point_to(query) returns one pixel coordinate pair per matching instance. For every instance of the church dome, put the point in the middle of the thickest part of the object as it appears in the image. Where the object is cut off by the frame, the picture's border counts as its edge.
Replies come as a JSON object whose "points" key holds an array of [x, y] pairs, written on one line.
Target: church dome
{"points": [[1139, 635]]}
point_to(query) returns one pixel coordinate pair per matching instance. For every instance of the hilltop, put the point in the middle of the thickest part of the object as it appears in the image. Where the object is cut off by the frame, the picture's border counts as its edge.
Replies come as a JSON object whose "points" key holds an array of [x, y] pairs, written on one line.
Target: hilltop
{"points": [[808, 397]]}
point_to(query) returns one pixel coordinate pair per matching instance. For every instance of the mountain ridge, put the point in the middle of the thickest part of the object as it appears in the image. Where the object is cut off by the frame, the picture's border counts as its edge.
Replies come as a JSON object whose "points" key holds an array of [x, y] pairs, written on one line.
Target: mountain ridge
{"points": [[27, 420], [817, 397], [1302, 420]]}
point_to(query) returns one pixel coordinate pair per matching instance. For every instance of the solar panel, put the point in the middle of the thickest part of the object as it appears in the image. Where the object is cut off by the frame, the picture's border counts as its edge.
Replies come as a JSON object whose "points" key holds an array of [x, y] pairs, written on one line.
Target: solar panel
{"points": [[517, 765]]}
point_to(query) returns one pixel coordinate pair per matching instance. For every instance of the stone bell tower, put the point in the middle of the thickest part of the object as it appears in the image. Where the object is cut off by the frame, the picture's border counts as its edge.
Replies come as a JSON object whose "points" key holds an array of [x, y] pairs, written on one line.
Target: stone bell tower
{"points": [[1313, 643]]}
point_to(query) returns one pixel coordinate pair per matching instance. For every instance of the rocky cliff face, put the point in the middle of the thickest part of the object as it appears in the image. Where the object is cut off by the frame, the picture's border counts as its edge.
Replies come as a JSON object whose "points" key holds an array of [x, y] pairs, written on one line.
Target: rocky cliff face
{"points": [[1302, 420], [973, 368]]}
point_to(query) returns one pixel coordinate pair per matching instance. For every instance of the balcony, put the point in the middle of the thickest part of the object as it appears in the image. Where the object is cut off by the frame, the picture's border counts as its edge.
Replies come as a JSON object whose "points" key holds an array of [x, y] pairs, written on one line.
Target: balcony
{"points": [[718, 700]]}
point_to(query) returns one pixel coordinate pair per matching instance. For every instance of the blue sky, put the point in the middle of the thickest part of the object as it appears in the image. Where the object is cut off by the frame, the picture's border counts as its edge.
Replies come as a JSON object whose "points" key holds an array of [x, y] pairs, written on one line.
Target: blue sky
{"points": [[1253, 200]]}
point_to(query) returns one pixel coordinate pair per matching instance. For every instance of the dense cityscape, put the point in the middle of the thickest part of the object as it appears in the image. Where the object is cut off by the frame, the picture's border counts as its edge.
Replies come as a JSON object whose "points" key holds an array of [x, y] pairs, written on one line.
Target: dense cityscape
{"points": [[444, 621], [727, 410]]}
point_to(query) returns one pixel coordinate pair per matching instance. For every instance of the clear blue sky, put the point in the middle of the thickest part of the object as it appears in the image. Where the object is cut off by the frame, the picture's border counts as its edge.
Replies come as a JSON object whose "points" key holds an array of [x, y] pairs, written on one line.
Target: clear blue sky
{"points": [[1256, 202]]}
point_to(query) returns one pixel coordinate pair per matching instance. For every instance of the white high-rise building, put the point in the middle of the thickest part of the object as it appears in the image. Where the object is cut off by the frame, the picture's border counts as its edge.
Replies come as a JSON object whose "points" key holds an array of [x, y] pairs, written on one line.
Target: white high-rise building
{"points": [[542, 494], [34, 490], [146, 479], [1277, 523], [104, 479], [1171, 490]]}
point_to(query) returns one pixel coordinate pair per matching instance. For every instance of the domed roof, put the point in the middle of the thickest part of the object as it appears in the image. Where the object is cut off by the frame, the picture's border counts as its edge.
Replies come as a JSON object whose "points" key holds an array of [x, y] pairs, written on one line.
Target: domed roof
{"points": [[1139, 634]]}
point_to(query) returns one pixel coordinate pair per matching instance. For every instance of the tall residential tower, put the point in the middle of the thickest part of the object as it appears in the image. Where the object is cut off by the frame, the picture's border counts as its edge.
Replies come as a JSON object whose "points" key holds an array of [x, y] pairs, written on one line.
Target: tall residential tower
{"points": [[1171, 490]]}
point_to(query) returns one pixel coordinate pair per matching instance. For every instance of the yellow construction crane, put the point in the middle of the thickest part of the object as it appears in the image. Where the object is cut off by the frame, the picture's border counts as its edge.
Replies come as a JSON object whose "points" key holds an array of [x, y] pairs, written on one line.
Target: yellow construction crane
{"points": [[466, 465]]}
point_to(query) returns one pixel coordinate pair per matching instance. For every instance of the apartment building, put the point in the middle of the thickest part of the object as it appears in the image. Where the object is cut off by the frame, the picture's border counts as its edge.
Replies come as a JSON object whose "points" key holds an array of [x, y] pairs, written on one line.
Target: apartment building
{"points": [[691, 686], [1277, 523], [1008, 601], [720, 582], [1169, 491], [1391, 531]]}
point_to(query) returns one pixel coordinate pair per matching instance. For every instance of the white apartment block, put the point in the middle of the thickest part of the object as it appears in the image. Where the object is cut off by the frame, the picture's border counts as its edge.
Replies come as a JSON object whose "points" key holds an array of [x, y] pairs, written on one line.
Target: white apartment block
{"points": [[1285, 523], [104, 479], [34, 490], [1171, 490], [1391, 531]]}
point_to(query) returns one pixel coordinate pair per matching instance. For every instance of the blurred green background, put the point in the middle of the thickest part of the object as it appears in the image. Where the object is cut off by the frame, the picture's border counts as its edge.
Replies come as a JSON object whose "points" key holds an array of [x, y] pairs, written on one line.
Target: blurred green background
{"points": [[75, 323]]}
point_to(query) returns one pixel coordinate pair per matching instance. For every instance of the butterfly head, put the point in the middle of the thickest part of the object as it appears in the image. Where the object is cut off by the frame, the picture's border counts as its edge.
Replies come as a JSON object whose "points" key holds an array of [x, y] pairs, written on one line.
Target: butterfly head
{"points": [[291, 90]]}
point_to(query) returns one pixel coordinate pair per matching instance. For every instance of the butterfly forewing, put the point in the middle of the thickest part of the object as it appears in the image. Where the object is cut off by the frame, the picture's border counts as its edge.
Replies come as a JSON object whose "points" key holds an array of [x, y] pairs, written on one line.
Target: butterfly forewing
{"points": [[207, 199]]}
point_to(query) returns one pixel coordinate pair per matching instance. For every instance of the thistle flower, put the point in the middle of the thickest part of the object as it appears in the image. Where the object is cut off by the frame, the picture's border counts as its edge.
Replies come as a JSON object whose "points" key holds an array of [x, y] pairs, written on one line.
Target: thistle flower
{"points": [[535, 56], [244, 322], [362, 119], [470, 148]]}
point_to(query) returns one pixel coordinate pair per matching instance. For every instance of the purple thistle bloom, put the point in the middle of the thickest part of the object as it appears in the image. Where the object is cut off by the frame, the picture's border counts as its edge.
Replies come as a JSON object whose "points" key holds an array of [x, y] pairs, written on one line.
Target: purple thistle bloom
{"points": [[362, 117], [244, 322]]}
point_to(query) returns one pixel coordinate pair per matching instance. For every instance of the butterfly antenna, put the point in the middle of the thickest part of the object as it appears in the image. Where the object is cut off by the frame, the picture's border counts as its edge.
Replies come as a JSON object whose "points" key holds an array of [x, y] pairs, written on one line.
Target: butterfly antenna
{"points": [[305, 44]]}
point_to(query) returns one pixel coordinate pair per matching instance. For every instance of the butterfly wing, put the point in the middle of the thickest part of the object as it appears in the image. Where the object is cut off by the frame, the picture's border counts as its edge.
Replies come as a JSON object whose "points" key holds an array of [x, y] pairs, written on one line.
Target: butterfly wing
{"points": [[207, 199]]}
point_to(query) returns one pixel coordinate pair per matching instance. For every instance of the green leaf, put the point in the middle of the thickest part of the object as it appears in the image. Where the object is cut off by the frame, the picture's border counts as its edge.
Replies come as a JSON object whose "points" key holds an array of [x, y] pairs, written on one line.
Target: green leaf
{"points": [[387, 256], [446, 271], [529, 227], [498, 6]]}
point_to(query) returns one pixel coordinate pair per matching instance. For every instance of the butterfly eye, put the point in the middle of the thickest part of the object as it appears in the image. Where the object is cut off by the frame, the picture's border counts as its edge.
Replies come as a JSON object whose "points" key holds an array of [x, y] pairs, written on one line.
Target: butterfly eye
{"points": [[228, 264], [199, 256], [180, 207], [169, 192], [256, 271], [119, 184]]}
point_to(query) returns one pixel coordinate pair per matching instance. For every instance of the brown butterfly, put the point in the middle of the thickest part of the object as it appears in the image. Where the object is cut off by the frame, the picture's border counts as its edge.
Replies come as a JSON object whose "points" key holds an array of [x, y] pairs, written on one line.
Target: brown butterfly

> [What needs to be done]:
Look above for the line containing "butterfly antenna, put", then transcribe it and all lines after it through the last, exactly and with nothing else.

> [Exercise output]:
point_to(query) returns one pixel coordinate pair per matching instance. For every instance of the butterfly antenna, put the point in the middle of the thickest part of the object as it appears in the image. Where the object is cut off by the frame, the picture's border counts as its edge.
Replies come as a JSON object whose "points" key holds an array of [x, y] pairs, written on one line.
Target: butterfly antenna
{"points": [[305, 44]]}
point_to(query) returns one pixel coordinate pair per matching instance. For every instance of the butterfly wing, put the point in the middle of the thickest part of the object as it appears in the image. Where the object is cut off by the frame, the picture's border counts as its edge.
Replies come as a JSON object whose "points" key holds an array of [x, y] pairs, written on one line.
Target: butterfly wing
{"points": [[207, 199]]}
point_to(query) returns one pixel coordinate pair per matching instance. For every instance of the green leaf, put the point in the middle of the thickest part of the object as it appears in the image. Where the object is cut off by the frame, the picture's border counts as its edge.
Replies come as a JSON object whose "points" key holds an array of [x, y] pairs, written on one line.
Target: green leaf
{"points": [[387, 256], [446, 271], [529, 227], [498, 6]]}
point_to(query) returns one pixel coordinate pair per matching instance. For every instance of the butterfly eye, put the point in the middle of the thickest part of the object as it appears in the image. Where the object is cut off by the frame, the picture's border counts as its edge.
Replies come as a JSON object whose "points" key holds an array of [x, y] pairs, written on one line.
Target: butterfly eye
{"points": [[228, 264], [199, 256], [180, 207], [169, 192], [256, 271], [119, 184]]}
point_to(query) returns one pixel coordinate pair per matching instance. For every instance of the brown butterfly, put the point in the middle of the thickest part of the object as it appears in the image. Where the object is cut off by the frame, the picture's border counts as its edge.
Replies come as a JSON object whose "points" key holds an array of [x, y] pairs, written on one line.
Target: brown butterfly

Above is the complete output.